PROBLEM DETAILS:
Write down each entry again, exactly as it reads.

—————

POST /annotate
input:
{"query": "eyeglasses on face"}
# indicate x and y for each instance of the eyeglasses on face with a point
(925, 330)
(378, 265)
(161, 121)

—————

TASK OUTPUT:
POST /annotate
input:
{"query": "eyeglasses on face"}
# indicate x and y for each instance of the eyeglasses on face with a point
(925, 330)
(378, 265)
(161, 121)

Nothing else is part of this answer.